> _PASSAGE PROVIDED_:
+-------+

Because of this big change in plans, Gasparilla has reimbursed artists for their booth fees and will only be taking a small percentage of commission from the artists’ sales.
“We’re not kidding ourselves; artists might not sell as well as in-person. We’re just trying to provide a platform that they can make sales that they otherwise wouldn’t have and opening up to a broader audience that couldn’t come,” says John Scheffel, President of the Board of Directors of the Gasparilla Festival of the Arts. “It’s giving the festival a broader reach, so that’s one of the positives. Artists don’t have any costs to them except when they sell something, which is far less than a gallery’s commission.”
Similar to Amazon, artists can create their own shop with Eventeny, which they can carry over from festival to festival. To make things seamless for art lovers, buyers can add things to their cart from multiple artists, then make one purchase at the end. Instead of two days of shopping over the weekend, shopping will be open March 1-21 with the virtual events happening March 6-7.
Besides artist booths, events like Carmada, the Scholastic Showcase, and chalk art are things that make the festival what it is. Luckily, Gasparilla has figured out a way to either livestream or prerecord all of the entertainment that would have been at the in-person festival.

+-------+

> _RAW DATA_:

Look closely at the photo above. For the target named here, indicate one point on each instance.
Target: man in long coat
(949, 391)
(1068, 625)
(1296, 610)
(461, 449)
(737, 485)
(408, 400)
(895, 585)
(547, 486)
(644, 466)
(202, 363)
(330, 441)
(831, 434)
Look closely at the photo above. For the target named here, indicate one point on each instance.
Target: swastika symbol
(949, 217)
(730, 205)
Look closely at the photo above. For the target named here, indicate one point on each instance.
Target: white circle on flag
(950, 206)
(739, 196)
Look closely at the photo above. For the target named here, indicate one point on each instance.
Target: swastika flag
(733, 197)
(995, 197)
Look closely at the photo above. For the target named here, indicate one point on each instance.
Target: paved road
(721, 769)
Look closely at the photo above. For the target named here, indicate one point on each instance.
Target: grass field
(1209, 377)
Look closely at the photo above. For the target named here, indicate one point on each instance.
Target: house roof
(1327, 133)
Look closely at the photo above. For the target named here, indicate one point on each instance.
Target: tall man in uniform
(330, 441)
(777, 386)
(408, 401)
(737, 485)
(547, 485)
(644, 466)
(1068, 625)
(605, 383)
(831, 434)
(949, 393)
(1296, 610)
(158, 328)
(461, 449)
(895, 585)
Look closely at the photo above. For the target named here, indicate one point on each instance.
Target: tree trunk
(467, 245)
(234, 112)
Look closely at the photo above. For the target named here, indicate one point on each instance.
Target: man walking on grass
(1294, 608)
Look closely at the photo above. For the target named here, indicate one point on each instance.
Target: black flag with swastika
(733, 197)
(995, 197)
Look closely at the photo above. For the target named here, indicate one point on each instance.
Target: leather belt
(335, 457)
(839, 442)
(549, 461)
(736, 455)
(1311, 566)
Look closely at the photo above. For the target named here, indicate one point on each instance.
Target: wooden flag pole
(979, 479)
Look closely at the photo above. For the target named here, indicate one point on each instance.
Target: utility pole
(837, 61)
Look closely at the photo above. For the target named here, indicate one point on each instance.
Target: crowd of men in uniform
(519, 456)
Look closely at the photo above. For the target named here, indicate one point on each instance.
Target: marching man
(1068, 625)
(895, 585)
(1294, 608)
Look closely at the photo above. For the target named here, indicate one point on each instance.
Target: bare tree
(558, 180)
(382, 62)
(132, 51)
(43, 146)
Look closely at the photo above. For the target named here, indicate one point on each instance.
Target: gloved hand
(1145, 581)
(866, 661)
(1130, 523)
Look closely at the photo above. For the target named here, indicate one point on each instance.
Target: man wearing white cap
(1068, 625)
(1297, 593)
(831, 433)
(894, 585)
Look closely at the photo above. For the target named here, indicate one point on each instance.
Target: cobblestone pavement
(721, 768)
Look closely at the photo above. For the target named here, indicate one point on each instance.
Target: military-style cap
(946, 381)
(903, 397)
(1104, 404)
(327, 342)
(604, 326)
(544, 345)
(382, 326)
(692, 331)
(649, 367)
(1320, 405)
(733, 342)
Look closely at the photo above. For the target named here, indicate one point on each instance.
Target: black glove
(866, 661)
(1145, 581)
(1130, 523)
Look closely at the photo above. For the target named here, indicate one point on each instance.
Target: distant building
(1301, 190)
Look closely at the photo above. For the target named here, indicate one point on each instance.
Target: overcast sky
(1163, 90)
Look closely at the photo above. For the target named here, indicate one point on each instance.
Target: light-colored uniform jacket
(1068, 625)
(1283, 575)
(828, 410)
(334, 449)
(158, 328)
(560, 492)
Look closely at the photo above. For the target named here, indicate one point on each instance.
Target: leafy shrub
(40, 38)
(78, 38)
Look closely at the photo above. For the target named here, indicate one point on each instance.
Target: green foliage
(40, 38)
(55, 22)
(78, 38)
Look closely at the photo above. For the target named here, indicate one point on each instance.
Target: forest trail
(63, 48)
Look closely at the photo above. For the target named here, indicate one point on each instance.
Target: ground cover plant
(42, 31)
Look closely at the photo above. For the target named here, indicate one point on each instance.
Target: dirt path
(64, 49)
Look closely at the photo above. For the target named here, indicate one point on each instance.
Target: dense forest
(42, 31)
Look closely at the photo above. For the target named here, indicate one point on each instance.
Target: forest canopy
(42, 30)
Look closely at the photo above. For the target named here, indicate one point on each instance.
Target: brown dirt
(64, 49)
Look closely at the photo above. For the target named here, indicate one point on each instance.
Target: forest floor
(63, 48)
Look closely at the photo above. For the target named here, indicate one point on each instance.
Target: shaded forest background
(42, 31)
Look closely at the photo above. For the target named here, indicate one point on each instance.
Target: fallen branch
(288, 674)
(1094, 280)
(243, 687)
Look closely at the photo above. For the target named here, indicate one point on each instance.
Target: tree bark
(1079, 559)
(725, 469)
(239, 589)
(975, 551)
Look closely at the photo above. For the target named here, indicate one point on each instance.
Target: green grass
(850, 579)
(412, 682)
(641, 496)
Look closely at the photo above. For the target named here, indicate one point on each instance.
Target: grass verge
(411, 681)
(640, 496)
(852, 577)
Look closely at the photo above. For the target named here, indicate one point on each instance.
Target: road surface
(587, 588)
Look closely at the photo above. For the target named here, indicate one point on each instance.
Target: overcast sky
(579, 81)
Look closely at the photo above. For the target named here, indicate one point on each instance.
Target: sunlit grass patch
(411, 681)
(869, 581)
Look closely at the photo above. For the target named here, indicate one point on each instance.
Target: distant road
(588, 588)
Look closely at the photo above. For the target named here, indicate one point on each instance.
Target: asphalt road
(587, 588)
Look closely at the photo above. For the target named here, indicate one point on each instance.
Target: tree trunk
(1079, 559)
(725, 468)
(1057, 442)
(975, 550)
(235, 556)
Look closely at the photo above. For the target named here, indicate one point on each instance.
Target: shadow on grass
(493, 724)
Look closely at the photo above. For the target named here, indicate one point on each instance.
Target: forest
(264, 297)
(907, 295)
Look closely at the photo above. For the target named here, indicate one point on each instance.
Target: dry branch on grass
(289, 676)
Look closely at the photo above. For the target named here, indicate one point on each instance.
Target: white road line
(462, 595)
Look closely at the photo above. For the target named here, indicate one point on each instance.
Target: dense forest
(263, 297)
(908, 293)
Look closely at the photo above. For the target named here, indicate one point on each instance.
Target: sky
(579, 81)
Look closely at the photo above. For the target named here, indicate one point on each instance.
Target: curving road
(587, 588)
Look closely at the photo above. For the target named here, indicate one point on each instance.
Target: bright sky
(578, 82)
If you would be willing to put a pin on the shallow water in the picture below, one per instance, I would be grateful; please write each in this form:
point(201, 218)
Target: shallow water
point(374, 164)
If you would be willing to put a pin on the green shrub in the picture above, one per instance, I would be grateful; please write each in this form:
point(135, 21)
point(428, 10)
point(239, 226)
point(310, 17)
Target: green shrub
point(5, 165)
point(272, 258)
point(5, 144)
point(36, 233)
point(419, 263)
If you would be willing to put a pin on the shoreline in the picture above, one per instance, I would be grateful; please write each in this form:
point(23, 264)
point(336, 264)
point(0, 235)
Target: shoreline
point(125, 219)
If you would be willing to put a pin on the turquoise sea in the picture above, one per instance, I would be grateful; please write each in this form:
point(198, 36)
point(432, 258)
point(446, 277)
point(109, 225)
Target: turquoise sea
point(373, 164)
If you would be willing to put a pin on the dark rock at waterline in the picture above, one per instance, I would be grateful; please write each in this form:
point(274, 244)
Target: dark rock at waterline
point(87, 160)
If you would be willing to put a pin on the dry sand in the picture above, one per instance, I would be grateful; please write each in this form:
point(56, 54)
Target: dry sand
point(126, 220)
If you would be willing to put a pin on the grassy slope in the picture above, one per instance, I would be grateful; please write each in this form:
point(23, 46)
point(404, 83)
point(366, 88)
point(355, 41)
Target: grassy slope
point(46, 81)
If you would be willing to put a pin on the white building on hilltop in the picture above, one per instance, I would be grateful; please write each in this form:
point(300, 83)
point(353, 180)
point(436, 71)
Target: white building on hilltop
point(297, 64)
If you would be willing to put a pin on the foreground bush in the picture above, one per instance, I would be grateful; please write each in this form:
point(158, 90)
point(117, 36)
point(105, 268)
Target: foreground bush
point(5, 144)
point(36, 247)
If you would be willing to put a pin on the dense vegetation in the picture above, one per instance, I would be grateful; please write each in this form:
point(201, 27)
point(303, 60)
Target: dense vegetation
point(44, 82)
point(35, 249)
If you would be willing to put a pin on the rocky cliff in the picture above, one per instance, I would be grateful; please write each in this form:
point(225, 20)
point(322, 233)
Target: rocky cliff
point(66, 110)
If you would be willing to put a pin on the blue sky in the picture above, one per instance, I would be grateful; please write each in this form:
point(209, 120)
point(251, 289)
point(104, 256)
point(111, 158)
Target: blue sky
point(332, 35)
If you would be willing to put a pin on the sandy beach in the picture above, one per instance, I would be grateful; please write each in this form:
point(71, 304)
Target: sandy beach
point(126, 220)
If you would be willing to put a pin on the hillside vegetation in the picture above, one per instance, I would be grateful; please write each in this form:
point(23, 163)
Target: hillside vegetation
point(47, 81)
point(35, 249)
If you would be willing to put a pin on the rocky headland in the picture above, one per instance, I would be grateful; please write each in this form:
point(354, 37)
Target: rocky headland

+-------+

> _PROBLEMS TO SOLVE_:
#1 In the passage about the Gasparilla arts festival, when will online shopping be open?
#2 Pick up the passage about the Gasparilla arts festival where it stops and continue it.

> _ANSWERS TO THE EXERCISES_:
#1 March 1-21

#2
“We want to give the essence of a festival weekend as much as possible with scheduled events, livestreaming 2-3 bands a day along with a dance performance. The goal is to get artists demonstrations, one demo from an artist representing each of 13 mediums at the show,” Scheffel says. “We will be doing virtual children’s activities with the Art Collectors in Training program. Artists donate items geared towards children to this program that cost between $5-25. In a live festival, only children are allowed in the tent, so we’re trying to figure out how to do this virtually. The arts are one of the first things that fall off the record in a downturn, but artists still want to donate which is wonderful.”
The Gasparilla Festival of the Arts is already known for their large sum of juried award money, and this year will be no different as they become the first virtual arts show jurying and awarding prize money with the same amount as last year, $80,000, juried by Dr. Nadiah Rivera Fellah, the Associate Curator of Contemporary Art at the Cleveland Museum of Art.
Looking at the festival from the eyes of the artists, many wonder about how successful a virtual festival will be since it can be hard to make those invaluable personal connections digitally. As a work-around, the Eventeny platform allows artists to add video introductions on their homepage, even serving as a platform for video calls to chat with the artists like you would at their booth.
“I make sculpture, which is really tactile and people need to see it in a space to really take it in. By just showing a picture or video, there’s still a separation that you can’t get to really see the piece. That’s a big factor for sales,” explains Dominice Gilbert, a St. Pete sculptor
who is a juried Gasparilla artist this year. “They are the first online show to be giving out prize money. For artists, everything helps right now and they’ve been doing good keeping our best interests in mind. Artists, collectors, promoters: we are all just trying to adapt. Nobody knows the clear path to success in this new world. Personally, I am going to just keep trying to find a new way to continue to make art.”
To find out more, visit the Gasparilla Festival of the Arts website
or follow them on social media.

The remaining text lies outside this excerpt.